_Records for processing_.

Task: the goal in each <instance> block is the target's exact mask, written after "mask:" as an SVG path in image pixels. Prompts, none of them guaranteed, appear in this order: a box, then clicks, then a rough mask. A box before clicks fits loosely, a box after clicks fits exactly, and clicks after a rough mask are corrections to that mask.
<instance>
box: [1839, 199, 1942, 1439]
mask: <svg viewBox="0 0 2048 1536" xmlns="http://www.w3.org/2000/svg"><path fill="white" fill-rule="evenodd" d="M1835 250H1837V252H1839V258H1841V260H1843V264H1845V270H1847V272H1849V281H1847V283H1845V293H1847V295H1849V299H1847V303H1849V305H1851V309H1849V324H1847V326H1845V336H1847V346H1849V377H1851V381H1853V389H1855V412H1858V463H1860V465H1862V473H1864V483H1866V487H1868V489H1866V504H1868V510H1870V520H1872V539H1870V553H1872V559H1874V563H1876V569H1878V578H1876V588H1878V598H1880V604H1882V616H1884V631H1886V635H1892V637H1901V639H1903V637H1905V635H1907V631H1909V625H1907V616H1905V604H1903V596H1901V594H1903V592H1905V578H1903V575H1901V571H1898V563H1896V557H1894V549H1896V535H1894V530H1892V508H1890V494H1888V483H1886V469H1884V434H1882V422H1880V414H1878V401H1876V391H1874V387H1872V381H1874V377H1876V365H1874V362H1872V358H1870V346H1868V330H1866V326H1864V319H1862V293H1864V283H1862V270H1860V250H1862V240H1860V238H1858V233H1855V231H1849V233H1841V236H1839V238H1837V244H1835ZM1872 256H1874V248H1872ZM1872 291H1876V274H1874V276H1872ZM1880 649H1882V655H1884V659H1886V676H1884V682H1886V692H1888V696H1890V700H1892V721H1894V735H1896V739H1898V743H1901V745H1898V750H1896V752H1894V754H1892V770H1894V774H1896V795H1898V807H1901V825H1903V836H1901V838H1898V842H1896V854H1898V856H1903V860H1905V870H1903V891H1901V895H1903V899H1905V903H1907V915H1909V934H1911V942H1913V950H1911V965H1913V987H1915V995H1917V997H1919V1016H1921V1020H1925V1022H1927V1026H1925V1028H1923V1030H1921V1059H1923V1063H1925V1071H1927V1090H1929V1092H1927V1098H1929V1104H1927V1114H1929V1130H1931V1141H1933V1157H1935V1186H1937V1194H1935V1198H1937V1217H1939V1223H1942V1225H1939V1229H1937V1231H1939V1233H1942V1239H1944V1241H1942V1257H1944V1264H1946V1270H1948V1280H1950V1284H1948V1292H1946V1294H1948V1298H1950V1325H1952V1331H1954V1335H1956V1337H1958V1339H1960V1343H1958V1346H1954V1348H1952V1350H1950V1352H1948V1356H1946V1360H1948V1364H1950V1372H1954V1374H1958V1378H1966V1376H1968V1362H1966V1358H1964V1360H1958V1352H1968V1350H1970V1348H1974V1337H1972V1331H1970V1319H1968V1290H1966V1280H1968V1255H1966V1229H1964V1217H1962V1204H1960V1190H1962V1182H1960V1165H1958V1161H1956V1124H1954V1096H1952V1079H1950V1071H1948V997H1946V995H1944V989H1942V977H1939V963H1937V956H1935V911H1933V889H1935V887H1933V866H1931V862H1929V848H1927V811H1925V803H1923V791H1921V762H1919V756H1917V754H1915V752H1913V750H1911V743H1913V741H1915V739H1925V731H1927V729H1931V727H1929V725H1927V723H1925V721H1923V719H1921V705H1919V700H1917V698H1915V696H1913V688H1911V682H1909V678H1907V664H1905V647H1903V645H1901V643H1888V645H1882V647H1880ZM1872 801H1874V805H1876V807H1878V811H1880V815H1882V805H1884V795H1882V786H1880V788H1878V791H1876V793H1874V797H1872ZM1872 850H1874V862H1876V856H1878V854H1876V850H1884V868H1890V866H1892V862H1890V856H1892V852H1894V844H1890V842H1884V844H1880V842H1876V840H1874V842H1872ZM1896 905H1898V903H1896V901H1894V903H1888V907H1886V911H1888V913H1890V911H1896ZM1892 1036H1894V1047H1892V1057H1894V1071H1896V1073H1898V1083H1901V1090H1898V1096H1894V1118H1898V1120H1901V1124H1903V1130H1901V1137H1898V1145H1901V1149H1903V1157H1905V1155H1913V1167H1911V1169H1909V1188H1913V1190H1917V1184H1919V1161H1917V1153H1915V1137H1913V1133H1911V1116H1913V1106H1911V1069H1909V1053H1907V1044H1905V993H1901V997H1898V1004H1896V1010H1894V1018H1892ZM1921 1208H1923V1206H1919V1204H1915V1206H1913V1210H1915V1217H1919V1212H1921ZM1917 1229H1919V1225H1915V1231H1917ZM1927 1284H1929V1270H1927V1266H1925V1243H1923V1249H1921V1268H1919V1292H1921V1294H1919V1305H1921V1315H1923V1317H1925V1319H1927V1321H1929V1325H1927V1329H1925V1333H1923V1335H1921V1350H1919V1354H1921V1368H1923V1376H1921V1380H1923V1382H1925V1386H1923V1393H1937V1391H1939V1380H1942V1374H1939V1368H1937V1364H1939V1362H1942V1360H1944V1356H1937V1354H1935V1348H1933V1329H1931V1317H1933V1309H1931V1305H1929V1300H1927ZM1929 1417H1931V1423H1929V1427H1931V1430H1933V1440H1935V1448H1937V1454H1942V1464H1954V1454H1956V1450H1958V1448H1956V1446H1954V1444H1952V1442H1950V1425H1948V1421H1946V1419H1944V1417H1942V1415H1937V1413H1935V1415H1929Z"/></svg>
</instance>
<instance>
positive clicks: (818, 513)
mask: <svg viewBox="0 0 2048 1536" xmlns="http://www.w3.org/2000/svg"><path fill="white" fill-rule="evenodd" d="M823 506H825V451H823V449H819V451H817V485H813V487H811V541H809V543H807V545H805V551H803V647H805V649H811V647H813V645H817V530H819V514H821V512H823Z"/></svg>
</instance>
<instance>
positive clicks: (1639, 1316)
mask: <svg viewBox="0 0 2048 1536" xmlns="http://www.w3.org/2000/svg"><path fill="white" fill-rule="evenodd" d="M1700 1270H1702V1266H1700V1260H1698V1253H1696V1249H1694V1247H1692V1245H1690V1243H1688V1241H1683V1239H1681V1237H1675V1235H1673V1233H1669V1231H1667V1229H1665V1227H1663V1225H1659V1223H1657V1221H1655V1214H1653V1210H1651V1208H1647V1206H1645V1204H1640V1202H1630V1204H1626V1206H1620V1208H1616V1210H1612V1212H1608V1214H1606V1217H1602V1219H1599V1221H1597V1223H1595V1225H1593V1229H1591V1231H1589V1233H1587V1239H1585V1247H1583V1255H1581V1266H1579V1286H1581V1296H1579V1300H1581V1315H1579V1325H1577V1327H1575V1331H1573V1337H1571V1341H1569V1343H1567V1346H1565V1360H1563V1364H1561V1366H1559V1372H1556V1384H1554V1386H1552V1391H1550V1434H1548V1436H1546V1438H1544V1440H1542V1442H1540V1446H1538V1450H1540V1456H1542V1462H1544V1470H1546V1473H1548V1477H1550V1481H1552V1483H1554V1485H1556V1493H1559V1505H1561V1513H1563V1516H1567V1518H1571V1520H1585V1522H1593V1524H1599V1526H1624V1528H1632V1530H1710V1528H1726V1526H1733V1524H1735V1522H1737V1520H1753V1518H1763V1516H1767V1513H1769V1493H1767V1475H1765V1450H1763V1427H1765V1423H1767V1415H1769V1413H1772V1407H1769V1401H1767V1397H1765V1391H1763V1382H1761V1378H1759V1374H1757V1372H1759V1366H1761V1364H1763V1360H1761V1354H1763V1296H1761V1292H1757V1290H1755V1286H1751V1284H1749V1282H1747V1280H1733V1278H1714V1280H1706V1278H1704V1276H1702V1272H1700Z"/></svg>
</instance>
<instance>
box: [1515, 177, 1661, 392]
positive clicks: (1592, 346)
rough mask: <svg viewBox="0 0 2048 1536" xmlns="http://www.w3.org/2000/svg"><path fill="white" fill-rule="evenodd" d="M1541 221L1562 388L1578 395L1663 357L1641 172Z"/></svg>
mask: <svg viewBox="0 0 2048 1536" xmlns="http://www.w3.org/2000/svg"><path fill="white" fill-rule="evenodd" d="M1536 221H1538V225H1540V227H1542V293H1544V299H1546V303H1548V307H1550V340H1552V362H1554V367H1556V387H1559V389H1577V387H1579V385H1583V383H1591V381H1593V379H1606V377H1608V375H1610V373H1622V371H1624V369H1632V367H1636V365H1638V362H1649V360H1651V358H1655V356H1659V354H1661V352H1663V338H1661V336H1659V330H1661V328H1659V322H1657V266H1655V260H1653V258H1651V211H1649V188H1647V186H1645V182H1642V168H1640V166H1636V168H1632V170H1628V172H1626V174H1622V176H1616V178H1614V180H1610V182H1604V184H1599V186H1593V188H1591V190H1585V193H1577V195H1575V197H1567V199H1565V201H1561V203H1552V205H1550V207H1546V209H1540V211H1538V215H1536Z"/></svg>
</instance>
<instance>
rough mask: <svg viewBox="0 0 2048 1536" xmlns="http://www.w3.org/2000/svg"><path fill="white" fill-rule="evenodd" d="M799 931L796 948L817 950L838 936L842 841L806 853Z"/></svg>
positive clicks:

_The problem_.
Output, exactly and with no other text, the line that contains "positive clicks: (1592, 346)" and all lines from there to the end of the records.

_Response to this task_.
positive clicks: (1592, 346)
rough mask: <svg viewBox="0 0 2048 1536" xmlns="http://www.w3.org/2000/svg"><path fill="white" fill-rule="evenodd" d="M1541 221L1562 388L1578 395L1663 357L1641 172Z"/></svg>
mask: <svg viewBox="0 0 2048 1536" xmlns="http://www.w3.org/2000/svg"><path fill="white" fill-rule="evenodd" d="M1536 221H1538V225H1540V227H1542V293H1544V299H1546V303H1548V307H1550V340H1552V362H1554V367H1556V387H1559V389H1577V387H1579V385H1583V383H1591V381H1593V379H1606V377H1608V375H1610V373H1622V371H1624V369H1632V367H1636V365H1638V362H1649V360H1651V358H1655V356H1659V354H1661V352H1663V338H1661V336H1659V330H1661V328H1659V322H1657V266H1655V260H1653V258H1651V211H1649V188H1647V186H1645V182H1642V168H1640V166H1636V168H1632V170H1628V172H1626V174H1622V176H1616V178H1614V180H1610V182H1604V184H1599V186H1593V188H1591V190H1585V193H1577V195H1575V197H1567V199H1565V201H1561V203H1552V205H1550V207H1546V209H1540V211H1538V215H1536Z"/></svg>
</instance>
<instance>
rough mask: <svg viewBox="0 0 2048 1536" xmlns="http://www.w3.org/2000/svg"><path fill="white" fill-rule="evenodd" d="M799 931L796 948L817 950L838 936L842 841L806 853Z"/></svg>
positive clicks:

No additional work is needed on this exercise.